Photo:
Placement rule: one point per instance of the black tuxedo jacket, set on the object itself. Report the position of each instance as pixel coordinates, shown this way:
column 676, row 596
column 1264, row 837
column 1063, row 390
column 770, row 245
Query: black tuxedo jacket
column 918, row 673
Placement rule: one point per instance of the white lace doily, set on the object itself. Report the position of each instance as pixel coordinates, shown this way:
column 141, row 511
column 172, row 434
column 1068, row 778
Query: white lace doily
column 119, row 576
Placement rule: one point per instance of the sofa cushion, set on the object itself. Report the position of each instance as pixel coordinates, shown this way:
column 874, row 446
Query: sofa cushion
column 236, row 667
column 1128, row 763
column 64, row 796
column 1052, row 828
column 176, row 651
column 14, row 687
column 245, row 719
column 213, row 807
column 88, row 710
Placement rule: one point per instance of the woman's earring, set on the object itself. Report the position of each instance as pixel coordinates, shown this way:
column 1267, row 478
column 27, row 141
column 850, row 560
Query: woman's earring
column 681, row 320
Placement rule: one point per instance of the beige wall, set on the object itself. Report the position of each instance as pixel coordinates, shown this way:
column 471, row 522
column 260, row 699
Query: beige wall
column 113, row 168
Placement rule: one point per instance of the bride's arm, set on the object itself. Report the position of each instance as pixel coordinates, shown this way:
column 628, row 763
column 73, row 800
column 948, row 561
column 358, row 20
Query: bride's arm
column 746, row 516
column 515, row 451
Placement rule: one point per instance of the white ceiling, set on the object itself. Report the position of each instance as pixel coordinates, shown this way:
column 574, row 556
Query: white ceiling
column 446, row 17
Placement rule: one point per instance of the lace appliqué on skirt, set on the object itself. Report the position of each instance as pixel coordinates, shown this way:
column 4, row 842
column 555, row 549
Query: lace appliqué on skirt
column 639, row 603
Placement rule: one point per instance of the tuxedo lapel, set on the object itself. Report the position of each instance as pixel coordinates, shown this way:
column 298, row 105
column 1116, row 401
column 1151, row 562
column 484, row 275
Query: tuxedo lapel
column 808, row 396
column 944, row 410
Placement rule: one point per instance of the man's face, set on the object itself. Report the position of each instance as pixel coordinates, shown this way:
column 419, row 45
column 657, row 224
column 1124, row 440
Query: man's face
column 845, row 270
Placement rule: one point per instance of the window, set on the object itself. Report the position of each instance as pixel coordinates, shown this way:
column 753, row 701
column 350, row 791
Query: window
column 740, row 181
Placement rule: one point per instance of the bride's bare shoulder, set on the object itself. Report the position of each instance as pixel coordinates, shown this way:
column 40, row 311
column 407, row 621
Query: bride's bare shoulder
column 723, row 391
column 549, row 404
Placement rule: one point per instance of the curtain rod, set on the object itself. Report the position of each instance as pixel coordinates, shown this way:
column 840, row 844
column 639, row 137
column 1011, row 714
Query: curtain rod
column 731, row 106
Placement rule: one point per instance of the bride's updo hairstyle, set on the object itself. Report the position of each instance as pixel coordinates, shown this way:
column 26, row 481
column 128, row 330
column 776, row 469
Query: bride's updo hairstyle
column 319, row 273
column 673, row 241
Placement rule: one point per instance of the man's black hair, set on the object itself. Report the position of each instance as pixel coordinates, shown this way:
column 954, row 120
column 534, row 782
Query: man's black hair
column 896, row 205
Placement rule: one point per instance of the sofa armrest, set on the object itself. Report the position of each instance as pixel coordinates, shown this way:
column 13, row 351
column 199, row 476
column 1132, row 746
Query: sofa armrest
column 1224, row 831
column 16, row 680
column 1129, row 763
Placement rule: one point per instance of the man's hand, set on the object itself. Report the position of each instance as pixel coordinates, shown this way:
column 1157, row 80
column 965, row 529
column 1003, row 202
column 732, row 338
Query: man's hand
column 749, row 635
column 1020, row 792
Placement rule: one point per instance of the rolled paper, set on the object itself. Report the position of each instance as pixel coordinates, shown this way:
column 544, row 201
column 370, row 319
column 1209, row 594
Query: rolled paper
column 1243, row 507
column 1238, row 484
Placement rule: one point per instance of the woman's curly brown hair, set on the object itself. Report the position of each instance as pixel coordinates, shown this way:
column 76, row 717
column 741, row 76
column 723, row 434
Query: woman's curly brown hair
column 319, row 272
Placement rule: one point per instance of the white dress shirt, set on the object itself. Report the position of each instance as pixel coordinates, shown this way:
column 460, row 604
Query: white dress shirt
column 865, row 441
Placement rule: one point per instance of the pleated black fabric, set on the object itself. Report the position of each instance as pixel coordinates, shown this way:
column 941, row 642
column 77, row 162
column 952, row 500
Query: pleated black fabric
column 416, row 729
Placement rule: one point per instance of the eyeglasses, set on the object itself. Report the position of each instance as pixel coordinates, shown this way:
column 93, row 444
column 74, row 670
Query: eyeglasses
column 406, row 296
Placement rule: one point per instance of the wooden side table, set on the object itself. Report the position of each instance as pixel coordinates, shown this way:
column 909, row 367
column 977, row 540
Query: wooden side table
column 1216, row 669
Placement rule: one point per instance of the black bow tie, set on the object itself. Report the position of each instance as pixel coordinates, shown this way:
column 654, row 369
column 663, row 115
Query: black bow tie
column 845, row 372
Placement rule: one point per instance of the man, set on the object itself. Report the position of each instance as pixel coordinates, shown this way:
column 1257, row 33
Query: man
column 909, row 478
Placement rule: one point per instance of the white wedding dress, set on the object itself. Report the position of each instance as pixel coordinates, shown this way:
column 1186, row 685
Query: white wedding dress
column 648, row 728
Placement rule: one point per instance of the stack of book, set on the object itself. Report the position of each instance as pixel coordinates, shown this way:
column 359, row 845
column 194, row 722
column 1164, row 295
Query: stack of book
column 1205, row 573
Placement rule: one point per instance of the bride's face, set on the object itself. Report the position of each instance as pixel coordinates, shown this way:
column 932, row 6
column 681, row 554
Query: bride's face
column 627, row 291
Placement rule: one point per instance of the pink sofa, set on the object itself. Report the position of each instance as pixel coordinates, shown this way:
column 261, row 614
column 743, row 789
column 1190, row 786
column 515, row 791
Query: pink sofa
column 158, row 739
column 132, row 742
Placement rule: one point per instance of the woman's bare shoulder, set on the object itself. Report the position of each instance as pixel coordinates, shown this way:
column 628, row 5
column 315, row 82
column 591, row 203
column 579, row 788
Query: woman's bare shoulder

**Work required**
Rewrite every line of the material above as a JSON list of strings, one string per line, with blank lines left out.

**Solved problem**
[
  "Photo:",
  "Placement rule: one point per instance of the black tuxedo jacket, set on the object itself. Report the position of each instance as pixel coordinates, shown this way:",
  "column 676, row 596",
  "column 1264, row 837",
  "column 1063, row 390",
  "column 770, row 245",
  "Query: black tuxedo jacket",
  "column 918, row 673",
  "Placement rule: one point per instance of the white lace doily, set on the object itself. Report the position of each instance as pixel coordinates, shown this way:",
  "column 141, row 511",
  "column 172, row 434",
  "column 1068, row 778",
  "Query: white lace doily",
  "column 119, row 576",
  "Placement rule: one point per instance of the sofa cushion, set on the object itself. Report the position of each instance as pixel coordinates, shown this way:",
  "column 874, row 446",
  "Query: sofa cushion",
  "column 236, row 667",
  "column 1128, row 763",
  "column 64, row 796",
  "column 1052, row 828",
  "column 176, row 651",
  "column 14, row 687",
  "column 245, row 719",
  "column 213, row 807",
  "column 88, row 710",
  "Placement rule: one point per instance of the woman's earring, set on the object itself. Report the position of each instance as pixel coordinates, shown this way:",
  "column 1267, row 478",
  "column 27, row 141",
  "column 850, row 560",
  "Query: woman's earring",
  "column 681, row 320",
  "Placement rule: one point per instance of the beige wall, set on the object itself. Report the position of each instance as pixel coordinates, shown this way:",
  "column 471, row 522",
  "column 260, row 699",
  "Query: beige wall",
  "column 113, row 168",
  "Placement rule: one point per instance of the bride's arm, set on the object itself. Report the position of each instance as pixel coordinates, shown this way:",
  "column 628, row 763",
  "column 73, row 800",
  "column 948, row 561",
  "column 358, row 20",
  "Query: bride's arm",
  "column 746, row 516",
  "column 515, row 451",
  "Placement rule: one point per instance of the white ceiling, set on the object itself. Report the position of each instance as pixel coordinates, shown this way:",
  "column 574, row 556",
  "Query: white ceiling",
  "column 446, row 17",
  "Placement rule: one point per instance of the lace appliqué on skirt, set on the object itself. Report the position of each instance as pixel coordinates, shown this way:",
  "column 4, row 842",
  "column 555, row 549",
  "Query: lace appliqué on skirt",
  "column 639, row 603",
  "Placement rule: one point per instance of the tuxedo lapel, set on the object itself. Report the position of each instance as pixel coordinates, shown this way:",
  "column 298, row 105",
  "column 1116, row 401",
  "column 1151, row 562",
  "column 484, row 275",
  "Query: tuxedo lapel",
  "column 808, row 396",
  "column 944, row 410",
  "Placement rule: one point per instance of the man's face, set on the object itself. Report the position of each instance as pixel coordinates, shown this way:",
  "column 419, row 45",
  "column 657, row 224",
  "column 1124, row 440",
  "Query: man's face",
  "column 845, row 270",
  "Placement rule: one point per instance of the window, set on the object itself. Report the position of each instance as pixel coordinates, shown this way:",
  "column 753, row 701",
  "column 350, row 791",
  "Query: window",
  "column 740, row 181",
  "Placement rule: one point per instance of the bride's bare shoulder, set on the object itself. Report the position of each instance as pixel coordinates, shown this way:",
  "column 40, row 311",
  "column 407, row 621",
  "Query: bride's bare shoulder",
  "column 723, row 391",
  "column 549, row 404",
  "Placement rule: one point per instance of the curtain rod, set on the object itself. Report the position of each instance as pixel coordinates, shown this way:",
  "column 840, row 844",
  "column 639, row 137",
  "column 1011, row 714",
  "Query: curtain rod",
  "column 731, row 106",
  "Placement rule: one point per instance of the bride's updo hairstyle, set on the object itself. Report the position of each instance as pixel coordinates, shown this way:",
  "column 26, row 481",
  "column 128, row 330",
  "column 776, row 469",
  "Query: bride's updo hairstyle",
  "column 319, row 273",
  "column 673, row 241",
  "Placement rule: one point per instance of the man's black hair, set on the object itself. Report the position of each instance as pixel coordinates, shown this way:",
  "column 954, row 120",
  "column 534, row 782",
  "Query: man's black hair",
  "column 896, row 205",
  "Placement rule: one point per instance of the sofa armrest, set on the object itself. Report the position of each instance as pixel coordinates, shown this way:",
  "column 13, row 351",
  "column 199, row 476",
  "column 1132, row 746",
  "Query: sofa armrest",
  "column 1224, row 831",
  "column 16, row 680",
  "column 1129, row 763",
  "Placement rule: one point per instance of the man's hand, set on the object itself. Report the position of each instance as pixel coordinates, shown this way:",
  "column 1157, row 80",
  "column 965, row 529",
  "column 1003, row 202",
  "column 732, row 338",
  "Query: man's hand",
  "column 749, row 635",
  "column 1020, row 792",
  "Placement rule: one point per instance of the rolled paper, set on the object itself. Report the position of each instance as pixel coordinates, shown this way:",
  "column 544, row 201",
  "column 370, row 319",
  "column 1209, row 594",
  "Query: rolled paper",
  "column 1243, row 507",
  "column 1238, row 484",
  "Placement rule: one point per instance of the woman's curly brown hair, set on the object itself. Report the position of each instance as pixel coordinates, shown this way:",
  "column 76, row 717",
  "column 741, row 76",
  "column 723, row 434",
  "Query: woman's curly brown hair",
  "column 319, row 272",
  "Placement rule: one point per instance of the white dress shirt, set on the object itself. Report the position of each instance as pixel coordinates, shown this way:",
  "column 460, row 604",
  "Query: white dress shirt",
  "column 865, row 441",
  "Placement rule: one point per instance of the pleated black fabric, set on the object itself. Report the position of each instance as pixel coordinates, shown this way:",
  "column 941, row 642",
  "column 77, row 162",
  "column 952, row 500",
  "Query: pleated black fabric",
  "column 416, row 729",
  "Placement rule: one point per instance of the eyeglasses, set on the object itself. Report the position of each instance as pixel coordinates, shown this way:",
  "column 93, row 444",
  "column 74, row 670",
  "Query: eyeglasses",
  "column 406, row 296",
  "Placement rule: one point per instance of the wooden side table, set on the object itself. Report the position of each instance as pixel coordinates, shown this way:",
  "column 909, row 367",
  "column 977, row 540",
  "Query: wooden side table",
  "column 1216, row 669",
  "Placement rule: one point per instance of the black bow tie, set on the object itself. Report the position of each instance as pixel coordinates, shown this way:",
  "column 654, row 369",
  "column 663, row 115",
  "Query: black bow tie",
  "column 845, row 372",
  "Placement rule: one point per instance of the man, set on the object itself. Report the position of each instance as pixel coordinates, shown this way:",
  "column 1257, row 33",
  "Query: man",
  "column 909, row 478",
  "Placement rule: one point per instance of the white wedding dress, set on the object itself. Report the position of each instance as pixel coordinates, shown this way:",
  "column 1186, row 685",
  "Query: white wedding dress",
  "column 648, row 728",
  "Placement rule: one point per instance of the stack of book, set on the object itself. Report the position of each instance as pixel coordinates, shown this way:",
  "column 359, row 845",
  "column 194, row 722",
  "column 1164, row 295",
  "Query: stack of book",
  "column 1205, row 573",
  "Placement rule: one point per instance of the bride's face, set on the object itself. Report the position of each instance as pixel coordinates, shown this way:",
  "column 932, row 6",
  "column 681, row 554",
  "Query: bride's face",
  "column 627, row 291",
  "Placement rule: one point per instance of the pink sofa, set on the object itself. Report the position of each instance as pixel coordinates, shown this way:",
  "column 261, row 614",
  "column 743, row 789",
  "column 1190, row 786",
  "column 515, row 791",
  "Query: pink sofa",
  "column 158, row 739",
  "column 132, row 742",
  "Placement rule: one point per instance of the woman's bare shoulder, set on the object itself. Report the position of each instance as pixel coordinates, shown this way:",
  "column 628, row 5",
  "column 315, row 82",
  "column 591, row 203",
  "column 579, row 788",
  "Query: woman's bare shoulder"
]